__Compito assegnato 1__.
Rispondi alle domande seguenti sul brano su Dossetti.
(a) Chi ha coniato la definizione «multa genera dossettorum»?
(b) Quale riconoscimento conferì a Dossetti la città di Bologna all'inizio degli anni Ottanta?
(c) Quali sono i due nodi cruciali della condizione umana indicati nelle motivazioni del Consiglio comunale bolognese?

__Brano di testo__.

Data questa sommaria descrizione di un percorso di vita così denso e ricco, occorre evidenziare come esistano dei multa genera dossettorum, come ha scritto Paolo Prodi2, coniando una definizione attraverso la quale descrive la poliedricità di un personaggio che ha conosciuto diverse fasi nella sua vita, all’insegna di un mutamento e un arricchimento continuo. In una tale riflessione di carattere generale vanno altresì individuati dei “punti ultimi”, suggerisce lo stesso Prodi, che disegnano alcuni nuclei di sostanziale continuità della vicenda dossettiana.

Innanzitutto, quel cantus firmus - soverchiato a volte da diverse sonorità ma che riappare costante — cui ha fatto cenno il nipote di Dossetti, don Giuseppe Dossetti jr3, individuato secondo i caratteri della lettura del Vangelo nella storia, e cioè nella relazione continua e feconda fra la Parola e le vicende delle persone, nelle loro sofferenze e contraddizioni. La storia, quella vera, non curiosa, non frantumata nella pura cronaca cui Dossetti fece cenno durante il discorso in occasione del conferimento dell’Archiginnasio d’oro da parte della città di Bologna all’inizio degli anni Ottanta, proponendo una tale definizione come narrazione delle vicende degli uomini e soprattutto come: «storia degli umili, dei poveri, dei piccoli, di coloro che non hanno “creatività” o sono impediti dall’esplicarla […] che sono dei “senza storia”»4.

Nel cammino da lui immaginato, secondo le coordinate di una vocazione che era preminentemente religiosa, si doveva essere testimoni di pace e di tolleranza, anche lungo quei confini così tragici che correvano attraverso regioni segnate dalla guerra e dalla violenza. Nelle motivazioni adottate dal Consiglio comunale bolognese per la concessione del già citato riconoscimento veniva evidenziato come l’intuizione di Dossetti avesse coinvolto, si legge: «due nodi cruciali delle condizione umana dei nostri tempi: la povertà e la pace»5.

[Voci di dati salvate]

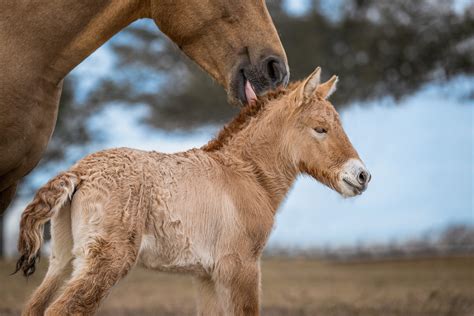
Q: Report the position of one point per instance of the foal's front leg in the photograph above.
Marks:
(238, 286)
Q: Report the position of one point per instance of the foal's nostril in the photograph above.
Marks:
(275, 71)
(363, 177)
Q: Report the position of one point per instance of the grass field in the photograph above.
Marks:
(439, 286)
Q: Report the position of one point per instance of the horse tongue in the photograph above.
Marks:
(249, 92)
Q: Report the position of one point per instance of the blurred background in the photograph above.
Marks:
(406, 98)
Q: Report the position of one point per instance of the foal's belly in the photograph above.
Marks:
(176, 255)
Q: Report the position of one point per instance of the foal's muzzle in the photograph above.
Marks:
(354, 178)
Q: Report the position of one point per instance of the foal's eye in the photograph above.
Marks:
(320, 130)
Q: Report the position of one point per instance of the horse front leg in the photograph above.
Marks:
(238, 286)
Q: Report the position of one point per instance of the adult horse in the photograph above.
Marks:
(235, 41)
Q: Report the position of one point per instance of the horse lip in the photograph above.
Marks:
(358, 189)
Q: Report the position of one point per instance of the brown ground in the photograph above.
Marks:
(441, 286)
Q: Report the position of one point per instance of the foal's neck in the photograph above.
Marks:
(260, 146)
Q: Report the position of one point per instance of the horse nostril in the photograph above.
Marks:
(363, 177)
(275, 71)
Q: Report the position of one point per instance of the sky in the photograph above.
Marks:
(419, 151)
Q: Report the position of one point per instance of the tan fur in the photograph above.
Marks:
(206, 212)
(42, 41)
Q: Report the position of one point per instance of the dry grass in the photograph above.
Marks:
(441, 286)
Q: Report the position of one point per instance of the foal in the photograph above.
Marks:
(206, 212)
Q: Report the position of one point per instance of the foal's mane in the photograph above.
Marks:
(247, 112)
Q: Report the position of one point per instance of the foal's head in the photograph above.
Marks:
(316, 140)
(233, 40)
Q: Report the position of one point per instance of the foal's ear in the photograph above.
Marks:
(311, 83)
(328, 88)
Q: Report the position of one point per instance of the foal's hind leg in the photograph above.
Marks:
(102, 265)
(208, 303)
(59, 263)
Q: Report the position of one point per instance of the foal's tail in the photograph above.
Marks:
(48, 200)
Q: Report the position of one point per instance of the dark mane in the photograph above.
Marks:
(243, 118)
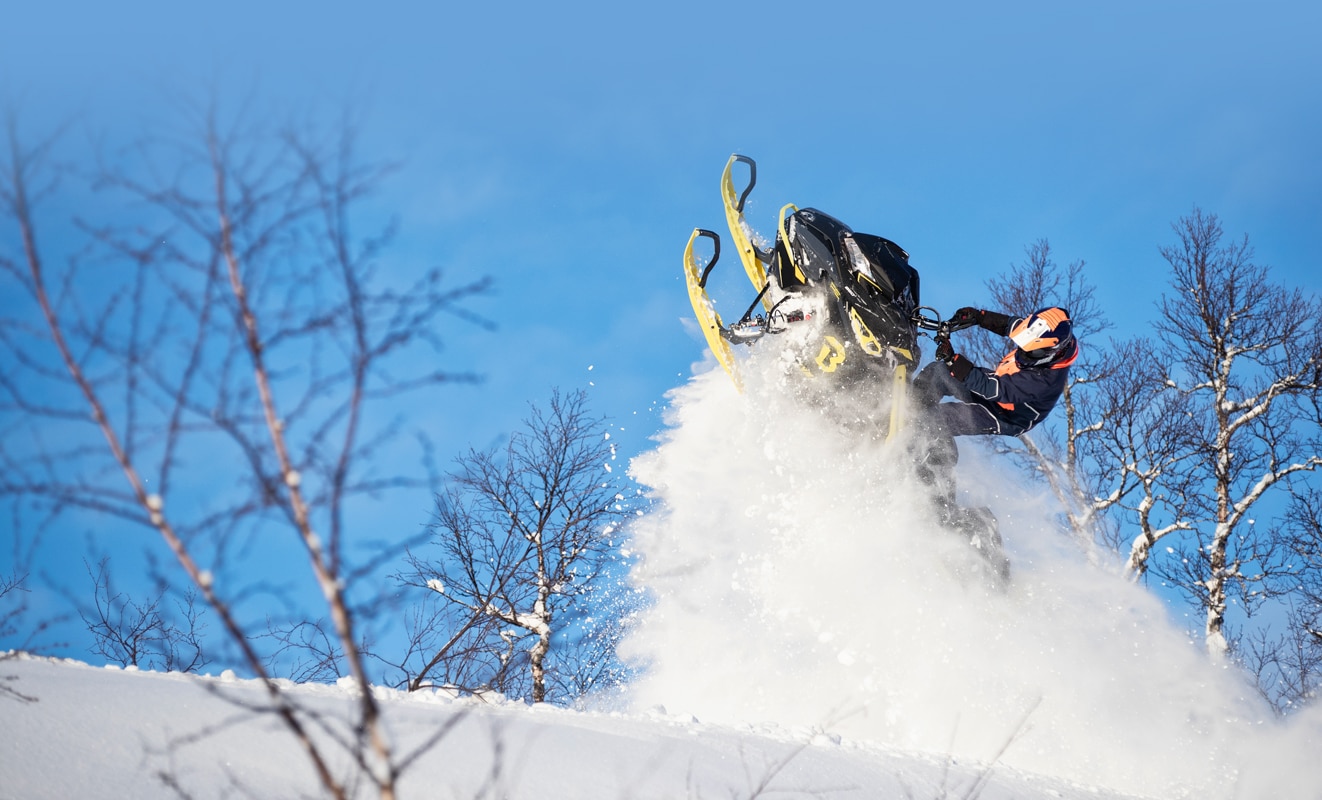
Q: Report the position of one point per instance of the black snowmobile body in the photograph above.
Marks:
(850, 303)
(869, 287)
(852, 298)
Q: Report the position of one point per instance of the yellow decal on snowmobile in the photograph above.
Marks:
(866, 339)
(739, 230)
(832, 355)
(707, 316)
(899, 389)
(784, 237)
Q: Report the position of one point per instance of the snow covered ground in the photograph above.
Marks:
(109, 733)
(813, 634)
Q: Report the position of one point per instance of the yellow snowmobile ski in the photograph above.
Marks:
(739, 229)
(702, 307)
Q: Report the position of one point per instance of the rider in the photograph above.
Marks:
(1008, 401)
(1015, 396)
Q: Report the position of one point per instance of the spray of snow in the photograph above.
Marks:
(799, 578)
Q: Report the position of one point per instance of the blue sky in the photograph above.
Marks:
(570, 148)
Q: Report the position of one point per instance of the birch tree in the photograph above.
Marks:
(1245, 356)
(201, 364)
(520, 538)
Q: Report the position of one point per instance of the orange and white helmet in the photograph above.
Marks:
(1043, 336)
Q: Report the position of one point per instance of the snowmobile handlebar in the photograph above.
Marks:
(943, 328)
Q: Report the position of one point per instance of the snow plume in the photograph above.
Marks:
(800, 578)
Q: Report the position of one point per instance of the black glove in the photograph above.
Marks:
(967, 318)
(944, 352)
(959, 365)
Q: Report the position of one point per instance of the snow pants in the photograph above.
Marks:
(965, 417)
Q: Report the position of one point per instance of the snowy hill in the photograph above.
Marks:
(813, 632)
(107, 733)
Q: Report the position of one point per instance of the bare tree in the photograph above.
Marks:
(144, 634)
(204, 365)
(521, 536)
(1247, 356)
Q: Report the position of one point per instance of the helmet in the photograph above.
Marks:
(1043, 336)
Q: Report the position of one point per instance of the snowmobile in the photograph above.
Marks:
(857, 299)
(858, 287)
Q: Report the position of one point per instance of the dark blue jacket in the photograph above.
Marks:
(1019, 396)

__Compito assegnato 2__. Rinomina "dark blue jacket" in "navy blue jacket" nel tratto delle righe che va dalla riga contenente "jacket in the photograph above." fino alla fine delle righe. Riporta quel tratto lasciando invariato tutto il resto.

__Risposta completa 1__.
(a) Paolo Prodi.
(b) L'Archiginnasio d'oro.
(c) La povertà e la pace.

__Risposta completa 2__.
Q: Report the position of one point per instance of the navy blue jacket in the photograph above.
Marks:
(1019, 396)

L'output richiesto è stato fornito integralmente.